Your task.
The expected output is an exact copy of the lines from the one containing "negative clicks: (322, 165) (323, 183)" to the final line below, minus any pictures.

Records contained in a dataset
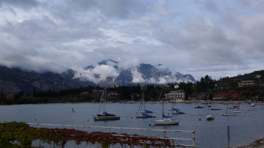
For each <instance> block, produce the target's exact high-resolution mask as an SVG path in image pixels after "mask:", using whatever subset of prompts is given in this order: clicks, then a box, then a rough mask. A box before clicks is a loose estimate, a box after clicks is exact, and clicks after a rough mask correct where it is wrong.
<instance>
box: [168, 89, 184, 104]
mask: <svg viewBox="0 0 264 148" xmlns="http://www.w3.org/2000/svg"><path fill="white" fill-rule="evenodd" d="M165 98H167V99H169V100H170V101H171V102H176V101H183V100H185V92H184V90H178V91H171V92H169V93H167V94H165Z"/></svg>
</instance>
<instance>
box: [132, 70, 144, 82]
mask: <svg viewBox="0 0 264 148" xmlns="http://www.w3.org/2000/svg"><path fill="white" fill-rule="evenodd" d="M131 73H132V75H133V80H132V83H144V82H145V80H144V78H143V77H142V74H141V73H140V72H138V71H137V70H136V69H133V70H131Z"/></svg>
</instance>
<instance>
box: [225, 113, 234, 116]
mask: <svg viewBox="0 0 264 148" xmlns="http://www.w3.org/2000/svg"><path fill="white" fill-rule="evenodd" d="M222 116H236V114H230V113H227V114H222Z"/></svg>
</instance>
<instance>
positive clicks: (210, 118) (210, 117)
mask: <svg viewBox="0 0 264 148" xmlns="http://www.w3.org/2000/svg"><path fill="white" fill-rule="evenodd" d="M206 120H214V116H212V115H207V116H206Z"/></svg>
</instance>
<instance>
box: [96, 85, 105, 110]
mask: <svg viewBox="0 0 264 148" xmlns="http://www.w3.org/2000/svg"><path fill="white" fill-rule="evenodd" d="M102 101H104V90H103V93H102V96H101V99H100V105H99V107H98V109H97V114H98V113H99V111H100V110H101V105H102Z"/></svg>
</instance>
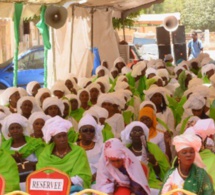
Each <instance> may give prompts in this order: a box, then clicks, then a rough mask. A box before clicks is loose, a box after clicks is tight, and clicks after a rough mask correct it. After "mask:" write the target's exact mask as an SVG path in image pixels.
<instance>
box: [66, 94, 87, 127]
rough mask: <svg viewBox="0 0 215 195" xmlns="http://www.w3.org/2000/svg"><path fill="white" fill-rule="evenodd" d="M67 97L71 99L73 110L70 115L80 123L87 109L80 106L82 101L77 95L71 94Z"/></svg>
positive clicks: (70, 100) (71, 104) (72, 107)
mask: <svg viewBox="0 0 215 195" xmlns="http://www.w3.org/2000/svg"><path fill="white" fill-rule="evenodd" d="M65 97H66V98H67V99H68V100H69V102H70V104H71V111H70V114H69V115H70V116H71V117H72V118H74V119H75V121H76V122H77V123H78V122H79V121H80V120H81V118H82V116H83V113H84V111H85V110H84V109H83V108H81V107H80V105H81V103H80V100H79V99H78V96H77V95H74V94H69V95H66V96H65Z"/></svg>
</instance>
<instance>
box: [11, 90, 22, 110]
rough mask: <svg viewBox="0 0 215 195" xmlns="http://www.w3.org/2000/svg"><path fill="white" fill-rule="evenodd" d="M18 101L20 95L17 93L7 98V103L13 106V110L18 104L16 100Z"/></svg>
mask: <svg viewBox="0 0 215 195" xmlns="http://www.w3.org/2000/svg"><path fill="white" fill-rule="evenodd" d="M19 99H20V94H19V92H18V91H17V92H15V93H13V94H12V95H11V96H10V97H9V102H10V105H11V106H13V107H14V108H16V104H17V102H18V100H19Z"/></svg>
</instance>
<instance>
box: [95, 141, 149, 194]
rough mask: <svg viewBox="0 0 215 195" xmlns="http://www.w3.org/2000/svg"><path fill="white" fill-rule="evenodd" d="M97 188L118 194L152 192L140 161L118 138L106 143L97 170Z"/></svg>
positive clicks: (96, 180)
mask: <svg viewBox="0 0 215 195" xmlns="http://www.w3.org/2000/svg"><path fill="white" fill-rule="evenodd" d="M96 189H97V190H99V191H102V192H105V193H107V194H117V195H130V194H131V193H134V194H136V195H149V194H150V189H149V186H148V181H147V178H146V176H145V174H144V171H143V169H142V167H141V164H140V162H139V161H138V159H137V158H136V157H135V156H134V154H133V153H132V152H131V151H130V150H129V149H128V148H126V147H125V146H124V145H123V144H122V143H121V142H120V141H119V140H118V139H116V138H113V139H110V140H108V141H106V142H105V144H104V147H103V153H102V156H101V158H100V160H99V166H98V171H97V177H96Z"/></svg>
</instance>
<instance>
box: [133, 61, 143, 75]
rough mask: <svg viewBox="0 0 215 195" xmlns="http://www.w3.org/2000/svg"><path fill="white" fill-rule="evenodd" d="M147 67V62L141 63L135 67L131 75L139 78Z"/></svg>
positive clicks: (134, 65) (136, 64) (140, 62)
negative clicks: (144, 69) (146, 63)
mask: <svg viewBox="0 0 215 195" xmlns="http://www.w3.org/2000/svg"><path fill="white" fill-rule="evenodd" d="M146 67H147V65H146V62H145V61H140V62H137V63H136V64H135V65H134V66H133V70H132V73H131V76H132V77H137V76H140V75H141V74H142V73H141V72H142V70H144V69H145V68H146Z"/></svg>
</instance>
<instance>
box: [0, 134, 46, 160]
mask: <svg viewBox="0 0 215 195" xmlns="http://www.w3.org/2000/svg"><path fill="white" fill-rule="evenodd" d="M12 141H13V139H12V138H11V139H9V140H6V141H4V142H3V143H2V146H1V149H4V150H5V151H6V152H8V153H9V154H11V155H12V154H15V151H14V150H11V149H10V148H11V145H12ZM25 141H26V144H25V145H24V146H23V147H22V148H21V149H20V150H19V151H18V152H19V153H21V154H22V157H23V158H27V157H28V156H30V155H31V154H35V155H36V157H37V159H38V157H39V155H40V153H41V152H42V151H43V149H44V147H45V142H43V141H42V139H38V138H33V137H28V136H25Z"/></svg>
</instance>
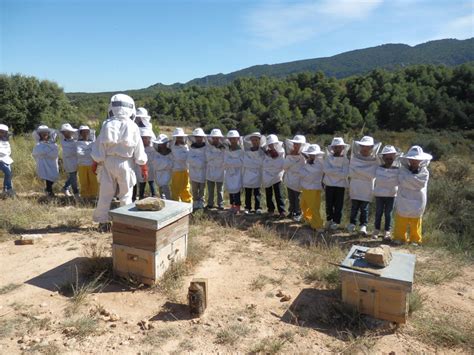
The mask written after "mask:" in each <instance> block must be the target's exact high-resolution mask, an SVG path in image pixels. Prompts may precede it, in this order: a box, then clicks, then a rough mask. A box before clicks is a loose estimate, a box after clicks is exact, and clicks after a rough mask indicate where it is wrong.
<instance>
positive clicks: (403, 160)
mask: <svg viewBox="0 0 474 355" xmlns="http://www.w3.org/2000/svg"><path fill="white" fill-rule="evenodd" d="M411 159H412V160H420V161H421V163H420V167H426V166H428V164H429V163H430V161H431V159H433V156H432V155H431V154H428V153H425V152H424V151H423V148H421V147H420V146H419V145H414V146H413V147H411V148H410V149H409V150H408V152H407V154H406V155H404V156H403V157H401V158H400V161H401V163H402V165H403V166H405V167H407V168H408V166H409V163H408V161H409V160H411Z"/></svg>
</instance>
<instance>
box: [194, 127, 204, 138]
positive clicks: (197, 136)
mask: <svg viewBox="0 0 474 355" xmlns="http://www.w3.org/2000/svg"><path fill="white" fill-rule="evenodd" d="M191 135H192V136H193V137H206V133H204V131H203V129H202V128H196V129H195V130H194V131H193V134H191Z"/></svg>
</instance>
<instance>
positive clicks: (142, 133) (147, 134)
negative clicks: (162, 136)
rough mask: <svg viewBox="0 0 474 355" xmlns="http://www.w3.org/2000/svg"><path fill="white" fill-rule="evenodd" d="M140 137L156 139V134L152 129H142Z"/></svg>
mask: <svg viewBox="0 0 474 355" xmlns="http://www.w3.org/2000/svg"><path fill="white" fill-rule="evenodd" d="M140 136H141V137H154V136H155V134H154V133H153V131H152V130H151V129H150V128H147V127H140Z"/></svg>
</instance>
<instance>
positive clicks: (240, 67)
mask: <svg viewBox="0 0 474 355" xmlns="http://www.w3.org/2000/svg"><path fill="white" fill-rule="evenodd" d="M0 4H1V5H0V72H2V73H7V74H12V73H21V74H25V75H34V76H36V77H39V78H41V79H48V80H52V81H55V82H57V83H58V84H59V85H61V86H62V87H64V89H65V90H66V91H68V92H70V91H87V92H94V91H120V90H125V89H138V88H144V87H147V86H150V85H152V84H155V83H157V82H162V83H165V84H171V83H174V82H186V81H188V80H191V79H193V78H196V77H201V76H205V75H208V74H216V73H220V72H222V73H228V72H231V71H235V70H238V69H242V68H245V67H248V66H251V65H255V64H272V63H281V62H286V61H292V60H299V59H307V58H317V57H324V56H331V55H334V54H338V53H341V52H344V51H348V50H352V49H359V48H365V47H371V46H375V45H380V44H383V43H407V44H410V45H415V44H418V43H423V42H426V41H429V40H433V39H440V38H458V39H465V38H470V37H473V36H474V1H472V0H471V1H457V0H446V1H441V0H439V1H437V0H431V1H417V0H390V1H389V0H363V1H362V0H323V1H276V0H272V1H257V0H255V1H247V0H230V1H225V0H221V1H217V0H213V1H211V0H195V1H191V0H188V1H183V0H175V1H171V0H168V1H158V0H157V1H152V0H137V1H132V0H126V1H125V0H95V1H93V0H82V1H78V0H62V1H60V0H29V1H25V0H0Z"/></svg>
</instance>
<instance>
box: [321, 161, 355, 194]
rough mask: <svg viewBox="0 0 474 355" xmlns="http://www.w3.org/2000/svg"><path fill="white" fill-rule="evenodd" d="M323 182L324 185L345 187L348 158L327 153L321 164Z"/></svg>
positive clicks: (347, 166) (347, 165)
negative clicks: (322, 165) (323, 183)
mask: <svg viewBox="0 0 474 355" xmlns="http://www.w3.org/2000/svg"><path fill="white" fill-rule="evenodd" d="M323 172H324V177H323V183H324V185H326V186H335V187H347V177H348V175H349V159H347V157H345V156H341V157H335V156H334V155H332V154H327V155H326V158H325V159H324V164H323Z"/></svg>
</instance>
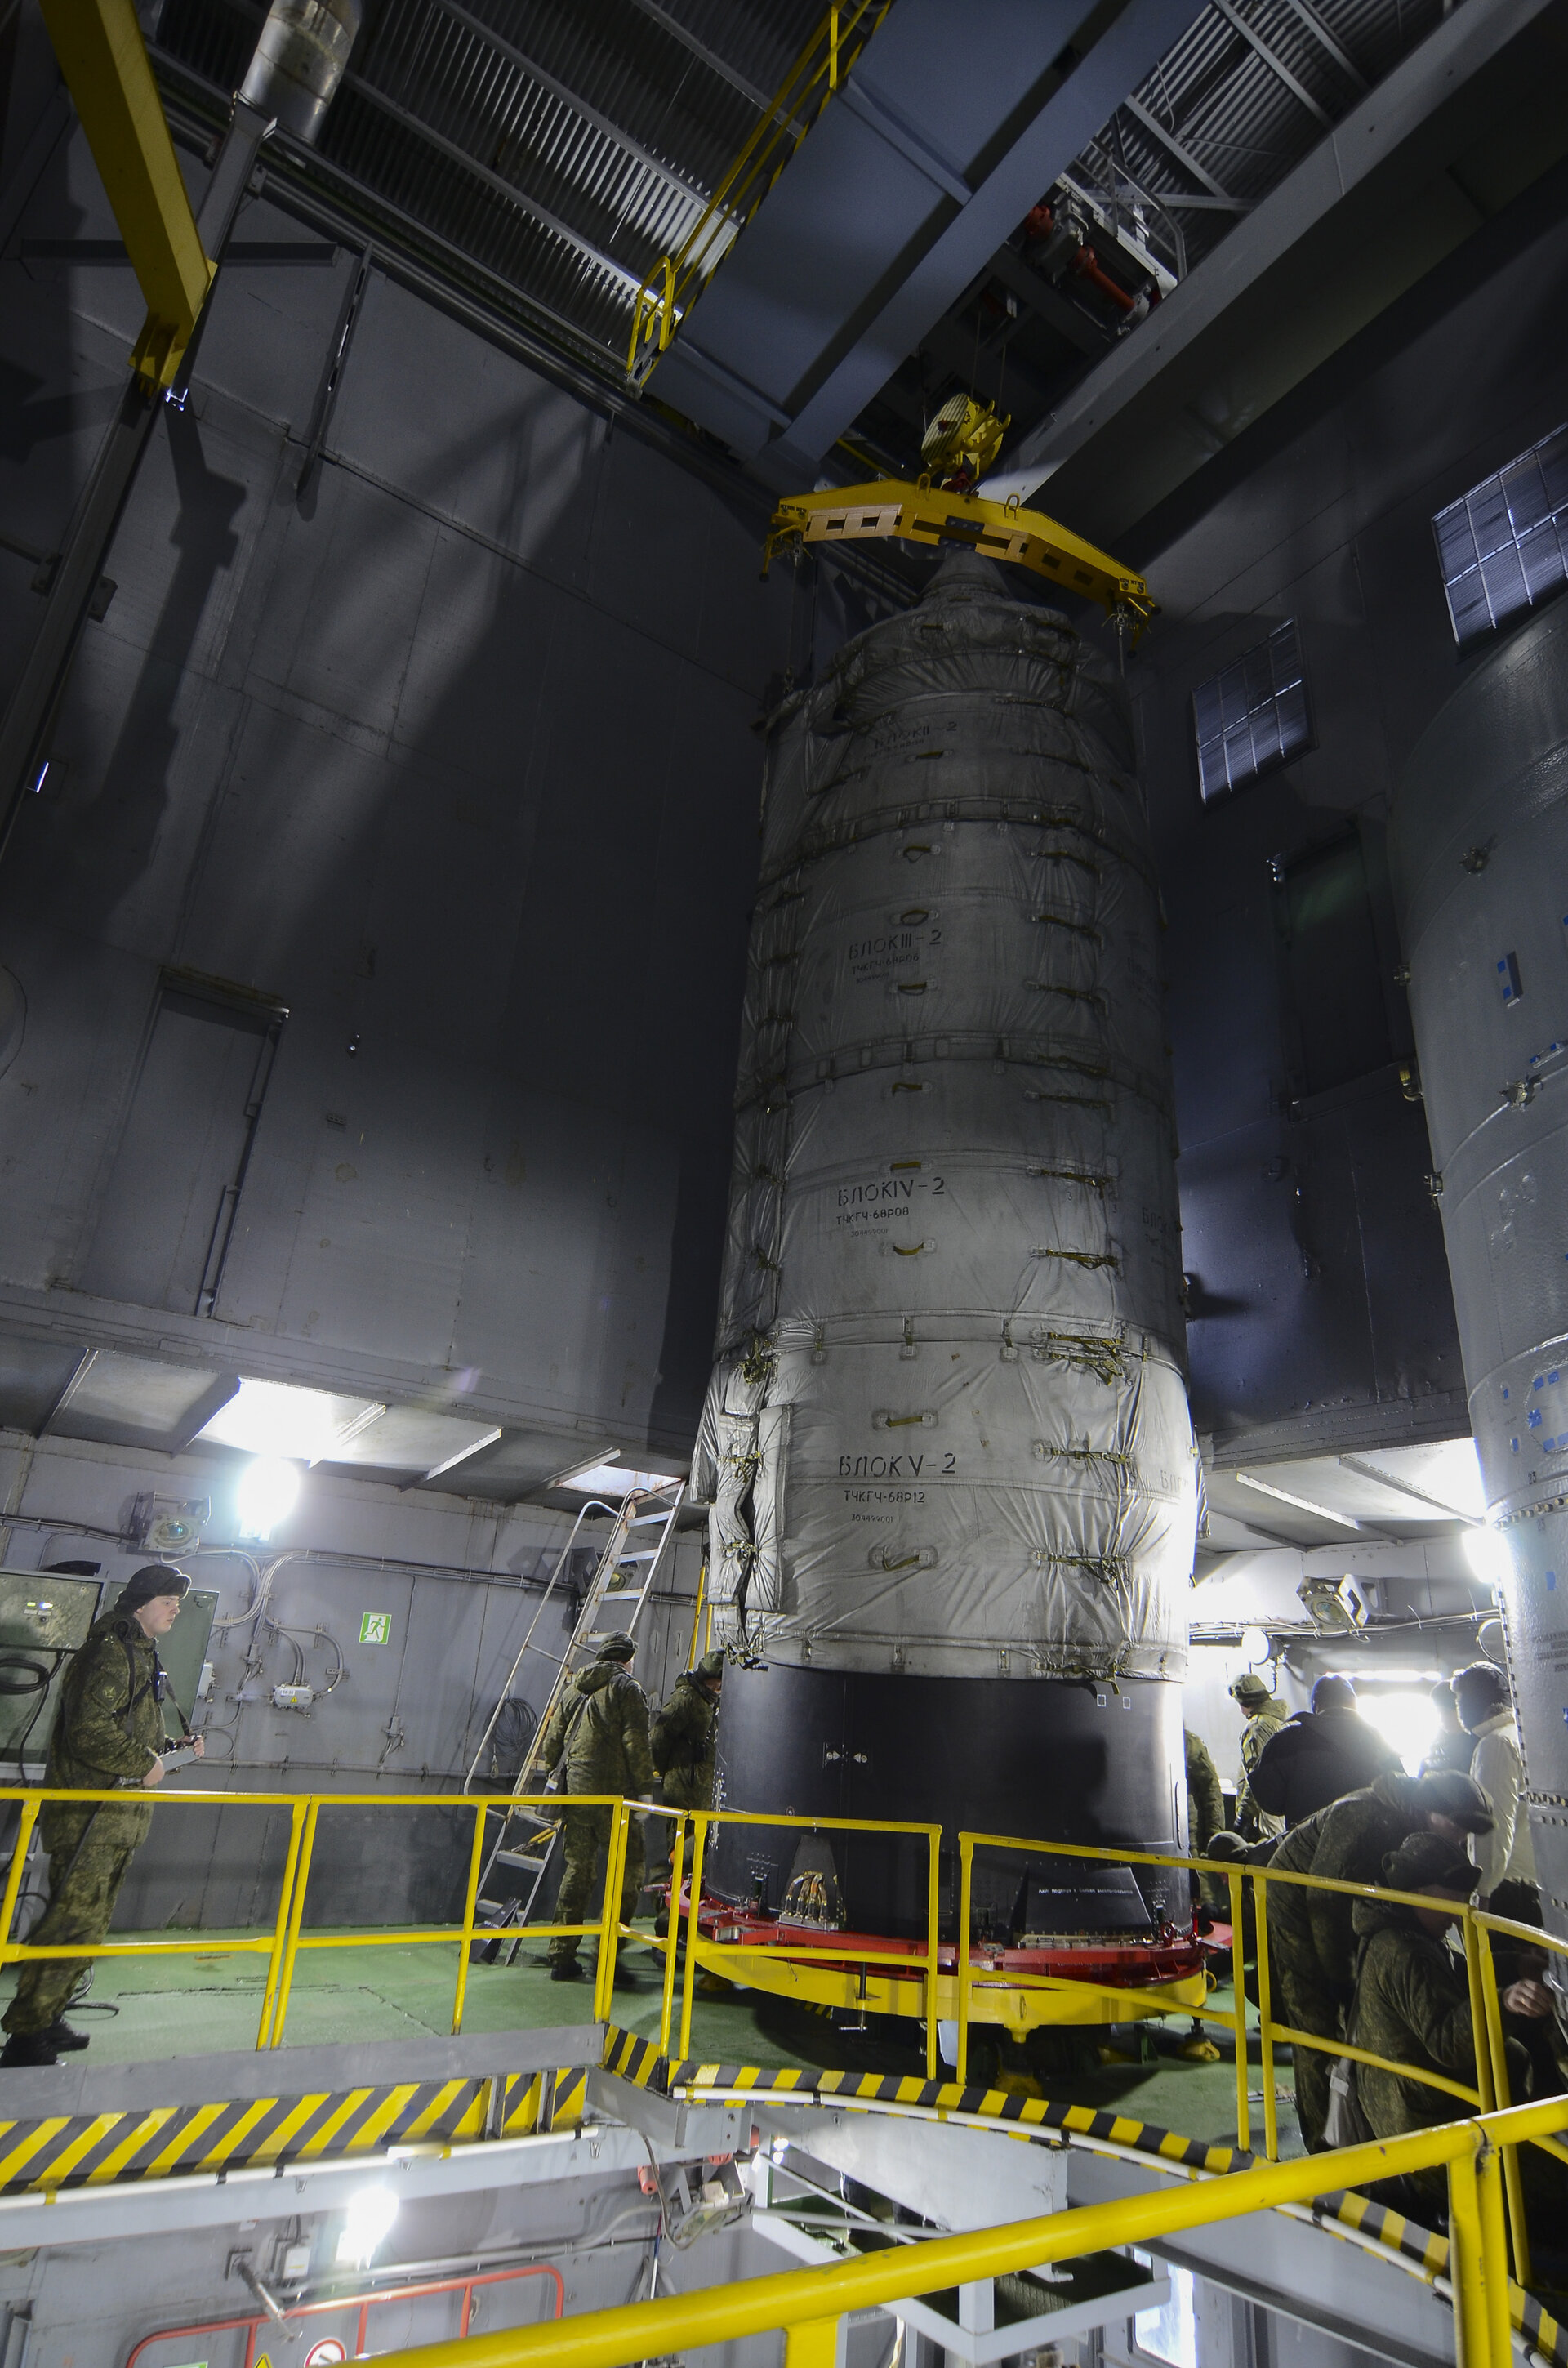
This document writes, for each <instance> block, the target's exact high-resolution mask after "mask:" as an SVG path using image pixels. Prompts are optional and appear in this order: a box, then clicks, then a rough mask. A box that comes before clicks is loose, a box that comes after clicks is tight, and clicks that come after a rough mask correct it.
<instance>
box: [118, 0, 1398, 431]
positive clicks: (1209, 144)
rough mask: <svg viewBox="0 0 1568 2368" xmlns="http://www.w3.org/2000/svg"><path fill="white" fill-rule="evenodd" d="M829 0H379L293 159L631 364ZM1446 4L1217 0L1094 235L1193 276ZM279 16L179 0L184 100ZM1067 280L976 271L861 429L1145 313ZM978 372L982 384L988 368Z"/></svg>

Completed task.
negative clicks: (322, 165) (323, 183)
mask: <svg viewBox="0 0 474 355" xmlns="http://www.w3.org/2000/svg"><path fill="white" fill-rule="evenodd" d="M323 172H324V177H323V183H324V185H326V186H335V187H347V177H348V175H349V159H347V157H345V156H341V157H335V156H334V155H332V154H327V155H326V158H325V159H324V164H323Z"/></svg>
</instance>
This document writes, for each <instance> block, the target's exact high-resolution mask after "mask:" as an SVG path using image pixels. Prompts are optional and appear in this order: a box, then clicks, then a rough mask. A box that comes before clicks is loose, a box that comes after clicks is tight, and clicks that come after a rough mask correct it.
<instance>
box: [118, 0, 1398, 431]
positive clicks: (1209, 144)
rough mask: <svg viewBox="0 0 1568 2368" xmlns="http://www.w3.org/2000/svg"><path fill="white" fill-rule="evenodd" d="M829 0H379L293 159L631 364ZM1446 4L1217 0L1094 235L1193 276ZM279 16L179 0L184 100ZM1067 280L976 271L861 429L1145 313ZM978 372L982 384L988 368Z"/></svg>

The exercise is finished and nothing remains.